===== Dataset

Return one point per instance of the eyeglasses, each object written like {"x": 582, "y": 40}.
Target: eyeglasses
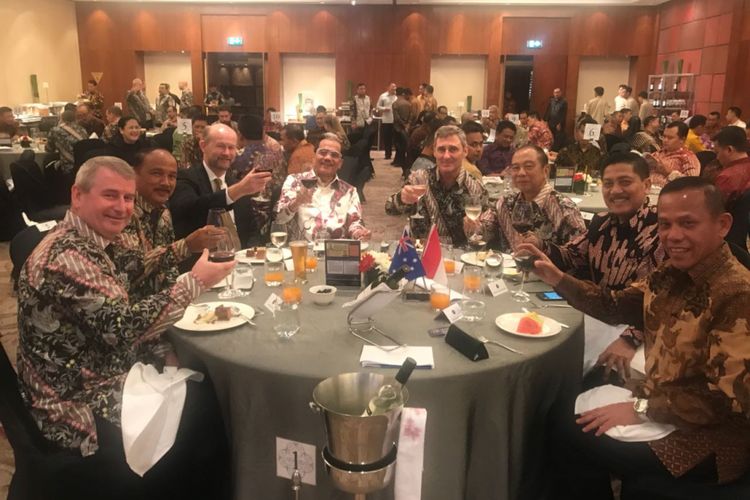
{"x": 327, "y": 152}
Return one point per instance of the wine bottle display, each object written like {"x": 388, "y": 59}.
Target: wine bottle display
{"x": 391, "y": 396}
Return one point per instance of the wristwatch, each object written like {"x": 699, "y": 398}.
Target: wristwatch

==========

Exercise goal ::
The response should be an exact copy of the lines from the one with "Return one point per instance of the wristwatch, each" through the end of the data, with no other text.

Solution ::
Return one point per instance of the wristwatch, each object written like {"x": 699, "y": 398}.
Target: wristwatch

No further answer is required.